Named-object pointing records:
☆ ☆ ☆ ☆ ☆
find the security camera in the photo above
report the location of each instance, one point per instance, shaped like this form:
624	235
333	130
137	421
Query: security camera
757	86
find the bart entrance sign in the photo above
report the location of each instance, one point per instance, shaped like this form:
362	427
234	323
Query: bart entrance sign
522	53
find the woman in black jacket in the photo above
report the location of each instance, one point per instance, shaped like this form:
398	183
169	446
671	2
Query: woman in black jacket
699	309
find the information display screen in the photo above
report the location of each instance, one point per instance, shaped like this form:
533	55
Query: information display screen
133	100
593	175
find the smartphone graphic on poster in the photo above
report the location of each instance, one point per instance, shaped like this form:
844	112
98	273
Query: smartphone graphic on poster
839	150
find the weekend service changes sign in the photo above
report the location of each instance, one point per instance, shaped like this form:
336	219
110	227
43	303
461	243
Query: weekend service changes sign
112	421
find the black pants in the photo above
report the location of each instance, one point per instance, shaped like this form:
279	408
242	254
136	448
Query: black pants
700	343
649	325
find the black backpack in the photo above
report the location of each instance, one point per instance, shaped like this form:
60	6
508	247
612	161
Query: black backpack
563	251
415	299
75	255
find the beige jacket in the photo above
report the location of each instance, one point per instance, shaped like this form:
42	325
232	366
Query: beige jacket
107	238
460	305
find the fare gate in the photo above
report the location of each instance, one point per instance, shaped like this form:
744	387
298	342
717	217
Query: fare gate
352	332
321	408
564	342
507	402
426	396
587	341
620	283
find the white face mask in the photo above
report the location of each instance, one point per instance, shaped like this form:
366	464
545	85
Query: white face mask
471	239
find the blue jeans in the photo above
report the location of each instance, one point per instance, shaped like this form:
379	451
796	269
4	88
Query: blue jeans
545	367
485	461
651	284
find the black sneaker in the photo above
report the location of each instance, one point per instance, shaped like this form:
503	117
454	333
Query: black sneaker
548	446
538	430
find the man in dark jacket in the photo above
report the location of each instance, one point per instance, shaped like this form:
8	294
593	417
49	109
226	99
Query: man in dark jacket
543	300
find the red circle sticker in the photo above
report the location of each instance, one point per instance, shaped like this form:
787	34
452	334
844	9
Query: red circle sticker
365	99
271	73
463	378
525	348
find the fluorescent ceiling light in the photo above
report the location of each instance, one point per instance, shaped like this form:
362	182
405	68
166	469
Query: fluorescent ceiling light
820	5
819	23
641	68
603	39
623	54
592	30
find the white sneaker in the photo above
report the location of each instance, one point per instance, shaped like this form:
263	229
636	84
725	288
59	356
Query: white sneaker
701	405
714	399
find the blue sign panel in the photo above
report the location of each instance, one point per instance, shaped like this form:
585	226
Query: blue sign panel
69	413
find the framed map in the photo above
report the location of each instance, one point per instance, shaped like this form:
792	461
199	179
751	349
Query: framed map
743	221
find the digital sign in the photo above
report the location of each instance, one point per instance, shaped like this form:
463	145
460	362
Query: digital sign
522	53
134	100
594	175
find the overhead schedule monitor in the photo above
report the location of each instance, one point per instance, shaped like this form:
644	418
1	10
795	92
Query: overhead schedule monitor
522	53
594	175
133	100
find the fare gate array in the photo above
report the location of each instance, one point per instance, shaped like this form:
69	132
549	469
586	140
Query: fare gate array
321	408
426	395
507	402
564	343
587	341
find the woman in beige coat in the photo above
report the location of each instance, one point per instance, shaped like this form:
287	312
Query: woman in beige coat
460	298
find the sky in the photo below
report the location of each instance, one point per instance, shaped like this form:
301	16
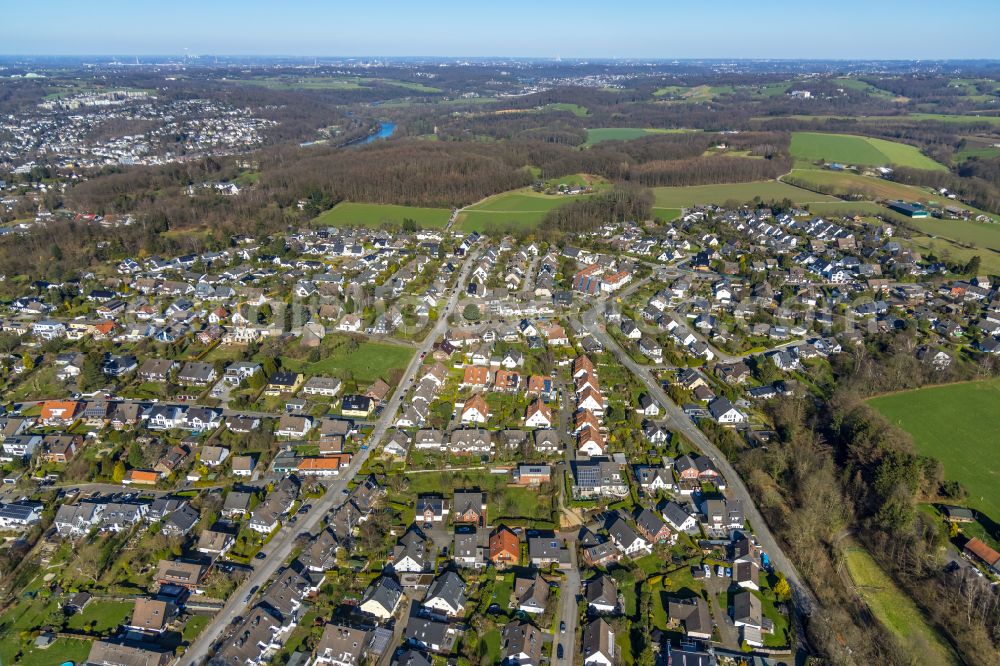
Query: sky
846	29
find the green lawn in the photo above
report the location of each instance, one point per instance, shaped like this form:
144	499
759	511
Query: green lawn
194	626
894	608
364	364
957	425
105	616
853	149
515	209
702	93
973	233
767	190
667	214
504	502
374	215
599	134
61	651
948	118
575	109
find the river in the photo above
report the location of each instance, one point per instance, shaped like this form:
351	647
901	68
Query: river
385	130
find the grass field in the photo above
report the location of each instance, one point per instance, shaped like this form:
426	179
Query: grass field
973	233
595	136
575	109
101	616
894	608
852	149
767	190
515	505
843	183
375	215
957	425
667	214
518	208
366	363
952	251
702	93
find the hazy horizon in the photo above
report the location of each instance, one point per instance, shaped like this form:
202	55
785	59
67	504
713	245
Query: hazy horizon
587	30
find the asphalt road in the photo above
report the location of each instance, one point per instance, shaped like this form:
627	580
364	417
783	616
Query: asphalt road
678	421
568	596
280	547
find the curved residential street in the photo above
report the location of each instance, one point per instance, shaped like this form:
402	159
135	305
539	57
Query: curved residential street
678	421
280	547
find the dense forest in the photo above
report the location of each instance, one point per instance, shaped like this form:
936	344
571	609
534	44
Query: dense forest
839	468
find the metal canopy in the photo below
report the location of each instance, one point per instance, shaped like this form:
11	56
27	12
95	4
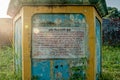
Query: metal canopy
15	5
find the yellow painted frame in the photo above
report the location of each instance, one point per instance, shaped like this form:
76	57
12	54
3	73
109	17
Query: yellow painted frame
26	14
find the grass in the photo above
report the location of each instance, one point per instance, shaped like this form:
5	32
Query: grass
110	64
6	64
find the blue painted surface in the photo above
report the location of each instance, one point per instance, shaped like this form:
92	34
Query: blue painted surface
41	69
18	46
98	49
61	70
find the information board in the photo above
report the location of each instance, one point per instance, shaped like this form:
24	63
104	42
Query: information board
58	42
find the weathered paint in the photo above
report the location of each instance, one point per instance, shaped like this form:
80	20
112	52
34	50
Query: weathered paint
98	49
18	45
28	11
6	29
58	36
41	69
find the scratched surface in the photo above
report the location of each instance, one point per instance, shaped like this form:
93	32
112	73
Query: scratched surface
18	45
98	49
59	41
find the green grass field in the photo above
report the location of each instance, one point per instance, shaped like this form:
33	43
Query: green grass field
110	64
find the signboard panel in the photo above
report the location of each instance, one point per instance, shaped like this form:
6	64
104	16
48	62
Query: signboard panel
54	40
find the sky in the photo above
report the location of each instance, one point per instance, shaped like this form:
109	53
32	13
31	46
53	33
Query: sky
4	6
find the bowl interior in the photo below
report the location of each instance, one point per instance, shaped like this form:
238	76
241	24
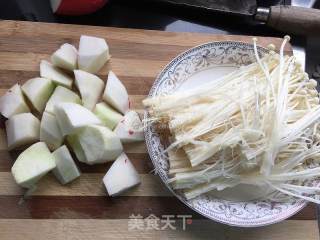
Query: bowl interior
242	205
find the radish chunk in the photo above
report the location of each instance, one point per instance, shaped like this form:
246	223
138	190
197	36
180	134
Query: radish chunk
12	102
73	141
32	164
65	57
72	116
22	129
107	115
93	53
116	94
50	132
66	169
38	91
121	176
90	88
47	70
61	94
130	128
99	144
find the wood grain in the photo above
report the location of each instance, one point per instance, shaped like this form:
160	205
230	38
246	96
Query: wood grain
118	229
82	209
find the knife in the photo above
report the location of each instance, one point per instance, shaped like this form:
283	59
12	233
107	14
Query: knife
284	18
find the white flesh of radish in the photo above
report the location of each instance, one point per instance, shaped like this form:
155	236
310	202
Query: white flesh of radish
121	176
38	91
66	170
90	87
72	116
61	94
107	115
130	128
93	53
47	70
65	57
116	94
50	132
32	164
12	102
22	129
99	144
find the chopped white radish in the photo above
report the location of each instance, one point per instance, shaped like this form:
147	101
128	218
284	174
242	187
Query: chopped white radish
99	144
66	169
93	53
61	94
116	94
12	102
65	57
22	129
107	115
121	176
72	116
32	164
47	70
38	91
130	128
90	87
50	132
73	141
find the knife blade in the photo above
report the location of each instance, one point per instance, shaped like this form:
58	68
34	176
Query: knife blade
289	19
234	7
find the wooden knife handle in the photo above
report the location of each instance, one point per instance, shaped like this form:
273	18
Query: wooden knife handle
296	20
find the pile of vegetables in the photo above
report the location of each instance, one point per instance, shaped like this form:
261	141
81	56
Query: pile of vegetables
62	107
258	125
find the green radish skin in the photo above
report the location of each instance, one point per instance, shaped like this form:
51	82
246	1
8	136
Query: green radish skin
90	87
107	115
73	141
12	102
38	92
32	164
60	95
121	176
17	134
65	57
50	132
47	70
66	169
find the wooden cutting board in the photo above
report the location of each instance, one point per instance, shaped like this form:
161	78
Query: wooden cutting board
81	210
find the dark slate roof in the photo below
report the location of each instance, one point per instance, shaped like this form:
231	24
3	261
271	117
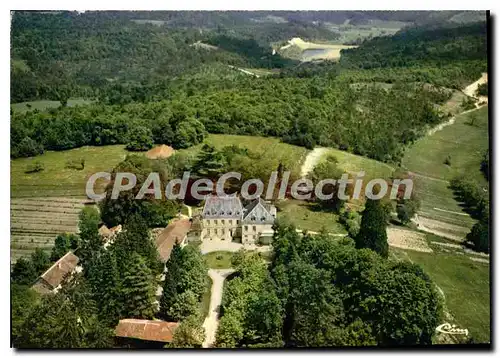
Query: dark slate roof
259	212
226	207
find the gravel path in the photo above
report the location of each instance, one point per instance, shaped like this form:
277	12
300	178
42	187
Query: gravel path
212	321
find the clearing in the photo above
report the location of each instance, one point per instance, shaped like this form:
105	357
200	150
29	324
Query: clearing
309	216
465	285
271	150
465	141
310	51
35	222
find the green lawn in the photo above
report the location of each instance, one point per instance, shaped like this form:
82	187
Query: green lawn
465	284
43	105
355	163
307	216
272	150
466	144
219	259
55	179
☆ ☆ ☆ ☆ ☆
Starting at the line that contains "find the dark slate roof in the photo below", extract each line through the last line of the material exactly as written, and include no pictures.

find the dark slate roof in the photo below
report the location of each instance, one point per instance, shaped like this form:
231	24
3	261
271	117
Query: dark slate roof
259	212
226	207
find the gravel path in the photo above
report the location of each instance, one point per instance, shaped like this form:
277	12
300	178
42	187
Query: gravel path
212	321
find the clearing in the photo above
report the location of each instance, one point per instance, shaped like this form:
105	357
200	150
29	324
Query: clearing
309	216
465	285
271	150
465	141
310	51
35	222
find the green lawn in the photo above
report the location of each instance, one point per instance, shaped like this form:
82	187
Query: green lawn
465	284
43	105
355	163
307	216
272	150
466	144
219	259
55	179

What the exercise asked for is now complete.